* [The problem]
The expected output is the complete listing, copied word for word.

....................

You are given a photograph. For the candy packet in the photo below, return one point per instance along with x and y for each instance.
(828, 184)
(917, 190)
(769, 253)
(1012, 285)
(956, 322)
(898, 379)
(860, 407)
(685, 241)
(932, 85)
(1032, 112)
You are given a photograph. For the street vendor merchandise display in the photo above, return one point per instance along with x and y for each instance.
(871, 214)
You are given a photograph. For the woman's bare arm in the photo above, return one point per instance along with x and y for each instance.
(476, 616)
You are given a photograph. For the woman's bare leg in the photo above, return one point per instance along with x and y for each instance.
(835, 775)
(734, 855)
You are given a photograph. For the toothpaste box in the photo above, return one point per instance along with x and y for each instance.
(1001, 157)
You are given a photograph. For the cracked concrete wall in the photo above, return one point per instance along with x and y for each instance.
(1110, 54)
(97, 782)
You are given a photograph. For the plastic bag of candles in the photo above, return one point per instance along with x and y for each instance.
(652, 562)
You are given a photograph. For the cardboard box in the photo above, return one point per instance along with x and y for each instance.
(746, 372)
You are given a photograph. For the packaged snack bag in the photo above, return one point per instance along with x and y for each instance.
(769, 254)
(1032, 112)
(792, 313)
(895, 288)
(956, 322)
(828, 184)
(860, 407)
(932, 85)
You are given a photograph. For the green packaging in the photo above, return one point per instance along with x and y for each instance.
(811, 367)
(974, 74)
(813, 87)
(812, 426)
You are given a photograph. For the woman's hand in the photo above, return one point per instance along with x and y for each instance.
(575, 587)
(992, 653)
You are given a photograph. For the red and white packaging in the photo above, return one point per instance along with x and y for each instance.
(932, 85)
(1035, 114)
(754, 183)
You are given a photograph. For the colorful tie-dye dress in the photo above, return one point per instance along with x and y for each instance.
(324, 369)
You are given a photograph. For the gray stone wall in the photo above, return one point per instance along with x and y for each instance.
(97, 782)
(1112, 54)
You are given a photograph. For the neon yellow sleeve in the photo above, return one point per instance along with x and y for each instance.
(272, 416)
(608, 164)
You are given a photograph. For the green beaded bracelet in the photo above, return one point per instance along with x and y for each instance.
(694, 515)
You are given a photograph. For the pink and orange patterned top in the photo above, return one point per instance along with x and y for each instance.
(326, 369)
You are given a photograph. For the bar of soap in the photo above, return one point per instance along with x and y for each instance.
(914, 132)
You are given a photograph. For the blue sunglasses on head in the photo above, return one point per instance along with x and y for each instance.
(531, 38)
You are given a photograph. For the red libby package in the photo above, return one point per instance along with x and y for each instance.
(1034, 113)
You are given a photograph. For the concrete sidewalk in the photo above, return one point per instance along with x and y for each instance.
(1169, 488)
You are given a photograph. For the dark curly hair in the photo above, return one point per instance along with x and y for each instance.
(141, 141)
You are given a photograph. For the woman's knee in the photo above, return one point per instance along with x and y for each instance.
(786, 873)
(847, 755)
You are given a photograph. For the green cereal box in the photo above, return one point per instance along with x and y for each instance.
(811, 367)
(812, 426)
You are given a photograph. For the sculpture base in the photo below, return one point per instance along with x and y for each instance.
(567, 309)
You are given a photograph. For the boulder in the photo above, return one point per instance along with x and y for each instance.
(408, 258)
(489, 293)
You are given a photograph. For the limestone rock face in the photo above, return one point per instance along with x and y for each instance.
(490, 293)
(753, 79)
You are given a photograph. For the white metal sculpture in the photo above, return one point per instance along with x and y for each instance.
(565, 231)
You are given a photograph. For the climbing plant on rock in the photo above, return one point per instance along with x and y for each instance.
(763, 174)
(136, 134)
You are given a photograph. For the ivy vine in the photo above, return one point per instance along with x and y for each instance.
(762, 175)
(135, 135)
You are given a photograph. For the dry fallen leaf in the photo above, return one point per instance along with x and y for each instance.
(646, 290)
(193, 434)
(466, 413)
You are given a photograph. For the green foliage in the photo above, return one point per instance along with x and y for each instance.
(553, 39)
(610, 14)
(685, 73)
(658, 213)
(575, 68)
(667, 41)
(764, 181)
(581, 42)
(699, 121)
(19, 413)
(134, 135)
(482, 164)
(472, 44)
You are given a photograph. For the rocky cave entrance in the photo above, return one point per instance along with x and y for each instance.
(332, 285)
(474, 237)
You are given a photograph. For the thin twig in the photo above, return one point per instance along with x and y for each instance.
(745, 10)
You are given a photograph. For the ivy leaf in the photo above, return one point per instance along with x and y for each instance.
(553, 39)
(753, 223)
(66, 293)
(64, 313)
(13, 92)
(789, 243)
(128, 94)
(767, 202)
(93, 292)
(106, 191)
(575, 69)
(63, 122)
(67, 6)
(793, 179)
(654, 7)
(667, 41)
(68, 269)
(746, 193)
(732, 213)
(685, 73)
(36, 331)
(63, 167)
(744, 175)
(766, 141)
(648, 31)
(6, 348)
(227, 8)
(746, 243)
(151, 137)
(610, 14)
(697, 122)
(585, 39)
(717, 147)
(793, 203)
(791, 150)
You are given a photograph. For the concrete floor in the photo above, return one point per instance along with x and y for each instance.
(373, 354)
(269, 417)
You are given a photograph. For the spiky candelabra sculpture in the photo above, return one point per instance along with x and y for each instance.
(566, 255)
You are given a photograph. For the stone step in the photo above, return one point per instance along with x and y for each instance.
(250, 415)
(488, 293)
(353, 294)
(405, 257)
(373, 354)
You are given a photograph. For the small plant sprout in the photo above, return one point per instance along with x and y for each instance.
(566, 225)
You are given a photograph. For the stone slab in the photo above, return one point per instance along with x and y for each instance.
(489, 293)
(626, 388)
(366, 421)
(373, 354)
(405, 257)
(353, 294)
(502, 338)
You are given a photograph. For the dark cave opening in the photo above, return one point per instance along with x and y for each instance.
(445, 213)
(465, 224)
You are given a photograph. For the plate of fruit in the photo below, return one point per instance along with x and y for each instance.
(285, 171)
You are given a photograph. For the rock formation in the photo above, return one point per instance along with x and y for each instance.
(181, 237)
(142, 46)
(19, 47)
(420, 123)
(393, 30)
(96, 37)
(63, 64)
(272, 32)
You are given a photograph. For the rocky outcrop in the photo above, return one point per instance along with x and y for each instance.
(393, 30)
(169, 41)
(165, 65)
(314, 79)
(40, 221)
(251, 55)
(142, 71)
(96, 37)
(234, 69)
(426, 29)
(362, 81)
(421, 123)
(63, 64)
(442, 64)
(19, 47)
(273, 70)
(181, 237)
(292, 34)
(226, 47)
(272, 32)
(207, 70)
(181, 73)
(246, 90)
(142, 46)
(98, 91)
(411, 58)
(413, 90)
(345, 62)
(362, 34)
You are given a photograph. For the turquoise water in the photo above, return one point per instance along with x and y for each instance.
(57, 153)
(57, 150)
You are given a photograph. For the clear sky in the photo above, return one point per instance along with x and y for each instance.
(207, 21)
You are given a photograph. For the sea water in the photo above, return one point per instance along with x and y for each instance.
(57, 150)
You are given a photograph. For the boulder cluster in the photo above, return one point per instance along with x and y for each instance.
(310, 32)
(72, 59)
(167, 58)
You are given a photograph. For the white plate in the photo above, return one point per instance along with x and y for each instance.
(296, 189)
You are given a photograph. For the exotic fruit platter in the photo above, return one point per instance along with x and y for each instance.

....................

* [Exercise response]
You are given a photograph. For the candy packet in the photo below, return one point per instance along with x and y for each instance.
(828, 184)
(917, 190)
(769, 253)
(1012, 285)
(956, 322)
(898, 379)
(860, 407)
(685, 241)
(932, 85)
(1032, 112)
You are given a photograph. For the street vendor merchandise display in the photo above, return one point per instance along with x and y for each instance.
(871, 214)
You are given a photograph. For the woman's bare arm in the photo above, return one point per instance along with x and y for each instance.
(476, 616)
You are given a photograph. For the woman's bare leg in the photo above, return one point per instance along with x and y for each instance.
(835, 775)
(734, 855)
You are given a photograph. For the toothpaste box in the photo above, return one point per instance along with x and y for each instance.
(1001, 157)
You are given a photograph. For the cracked concrete wall in the photo above, return one point per instance along with x and y for each instance.
(1110, 54)
(97, 782)
You are given a photograph. For the plastic bag of candles in the photo above, return one point per instance along with x and y for each instance.
(652, 562)
You are given a photograph. For the cardboard box in the photo above, return one point per instance along with x and y for each instance.
(746, 372)
You are given a photograph. For the packaged snack bag in the photo above, return one point per instance along with x and y for each instance.
(769, 254)
(1032, 112)
(792, 313)
(895, 288)
(956, 322)
(828, 184)
(860, 407)
(932, 85)
You are given a photograph. For the green packaging in the photo above, return one point per instance along with x and y for each instance.
(811, 367)
(974, 74)
(813, 87)
(812, 426)
You are given a photograph. For the woman's hand in the photo above, return one point per instance along with x and y for each instance.
(575, 587)
(992, 653)
You are given a photograph. For the red and white packaging in the photo above, return one point per instance along with x and y for each instance.
(932, 85)
(1035, 114)
(754, 183)
You are given a photograph. For the colorful tie-dye dress in the photo above, return one point per instance along with x and y for each instance.
(324, 369)
You are given a photograph. For the gray stone wall in the photo above, return one point per instance along with x and y for each instance.
(97, 782)
(1112, 54)
You are given a photograph. For the neon yellow sleeve in the photo above, return one point per instance along with x and y for each instance.
(272, 416)
(608, 164)
You are given a photograph. For the green beaded bracelet in the photo above, return one point per instance along with x and y for each instance.
(694, 515)
You are given a photograph. For the pink and orange patterned top in the photo above, return one point per instance along with x and y for each instance.
(326, 369)
You are given a photograph. For the bar of soap in the photo above, return one point per instance along with x and y for each instance.
(914, 132)
You are given a photograph. For the blue sunglasses on head in the photo above, return one point per instance along with x and y for each instance.
(531, 38)
You are given a photograph. For the red libby package in the photo above, return one point per instance along with x and y for each instance.
(1034, 113)
You are given a photograph. For the concrete sidewalk in the photo above, return one point per instance along with x and y for each instance.
(1169, 488)
You are given a photograph. For the dark curly hair in the photo above, return one point per instance along with x and y for each instance.
(141, 141)
You are given a photograph. For the woman's knee in the photo above, return one point per instance along with x and y for each instance.
(786, 873)
(847, 755)
You are given a photograph. For the green cereal box in the photo above, return one point per instance along with x and y for each instance.
(811, 367)
(812, 426)
You are given a photograph. For the sculpture base in the photo below, return one point per instance along with x and y for each instance.
(567, 309)
You are given a photograph. For the boulder in the photo above, return one point per instance along with x and y for each instance.
(408, 258)
(489, 293)
You are given a photograph. For the limestone rock face in the photo above, return one point per instance along with x and y for each instance.
(490, 293)
(753, 79)
You are given a photograph. For the white metal sculpture in the photo above, return one point per instance along with x and y for each instance.
(565, 231)
You are given a photograph. For the climbing plant on rock in the photo above, return one point per instance along with x and y for each instance.
(763, 174)
(136, 134)
You are given a photograph. For the ivy vine in the photo above, return one point per instance along with x and y for each instance.
(762, 175)
(135, 135)
You are given a photograph. For the dry fallen leaf in the photo above, return one point per instance along with x and y for each instance.
(646, 290)
(193, 434)
(466, 413)
You are given a photograph. For the green foliage in the photo above, return one point per instance along with x and y for each instance.
(553, 39)
(610, 14)
(685, 73)
(658, 213)
(575, 68)
(667, 41)
(764, 181)
(581, 42)
(699, 121)
(19, 413)
(134, 135)
(482, 164)
(472, 44)
You are given a photograph. For the rocky cave entrance in the photo above, return one point per instance along with x and y for each instance.
(332, 285)
(474, 237)
You are given a photograph. For the thin twig in the photo above, return one point per instance along with x and y for each instance.
(745, 10)
You are given a photograph. For the ivy leaf in the photo above, return one point per instance along with x and y for each instance.
(553, 39)
(753, 223)
(66, 293)
(64, 313)
(13, 92)
(789, 243)
(128, 94)
(767, 202)
(93, 292)
(106, 191)
(575, 69)
(63, 122)
(67, 6)
(793, 179)
(654, 7)
(667, 41)
(68, 269)
(746, 193)
(732, 213)
(685, 73)
(36, 331)
(63, 167)
(744, 175)
(766, 141)
(648, 31)
(6, 348)
(227, 8)
(746, 243)
(151, 137)
(610, 14)
(697, 122)
(585, 39)
(717, 147)
(793, 203)
(791, 150)
You are given a photograph. For the concrete floor in the photo above, return one point per instance along with x and y for each instance.
(373, 354)
(269, 417)
You are given a photograph. For the spiky candelabra sculpture in the photo above, return one point per instance along with x and y for each instance.
(566, 255)
You are given a photograph. For the stone step in the photo above, return one point per instance along with x and y for each instance.
(250, 415)
(488, 293)
(353, 294)
(405, 257)
(373, 354)
You are given a photograph. For the small plant sprout in the photo above, return one point per instance along with x and y for each instance.
(566, 225)
You are given a photograph. For the stone slab in the photo above, return one point per instance along with x and y for each instance.
(489, 293)
(626, 388)
(366, 421)
(373, 354)
(405, 257)
(353, 294)
(502, 338)
You are given a photograph. For the dark cave opening in the photo above, return one point per instance along with x and y for each instance.
(445, 213)
(465, 224)
You are given a photograph. For the plate of fruit in the photo below, return one point per instance along with x and y for each instance.
(285, 171)
You are given a photograph. For the rock formation in the photo above, return one point per instance along with x and y for each instance.
(181, 237)
(142, 46)
(19, 47)
(420, 123)
(393, 30)
(96, 37)
(63, 64)
(272, 32)
You are given a photograph. For the rocky outcrop in the photo above, return one point per instance along with x and y for each instance.
(393, 30)
(169, 41)
(165, 65)
(314, 79)
(40, 221)
(251, 55)
(142, 71)
(96, 37)
(234, 69)
(426, 29)
(362, 81)
(421, 123)
(63, 64)
(442, 64)
(19, 47)
(273, 70)
(181, 237)
(292, 34)
(226, 47)
(272, 32)
(207, 70)
(181, 73)
(246, 90)
(142, 46)
(98, 91)
(411, 58)
(413, 90)
(345, 62)
(362, 34)
You are given a photograph. For the turquoise water in the photo above, return one point per instance along with x and y for each instance.
(57, 153)
(57, 150)
You are given a photograph. For the clear sky in the photo above, return one point per instance along with x and y for each instance.
(207, 21)
You are given a photograph. For the sea water in the photo above, return one point per instance along with x and y for each instance.
(57, 150)
You are given a photograph. For the boulder cluster in the photo above, return one point per instance along with x and y for each instance.
(310, 32)
(72, 59)
(167, 58)
You are given a photograph. For the white plate in the photo above, return one point per instance along with x and y for each instance.
(296, 189)
You are given a photograph. For the exotic fruit platter in the photo above, return one point per instance along with x and y for each instance.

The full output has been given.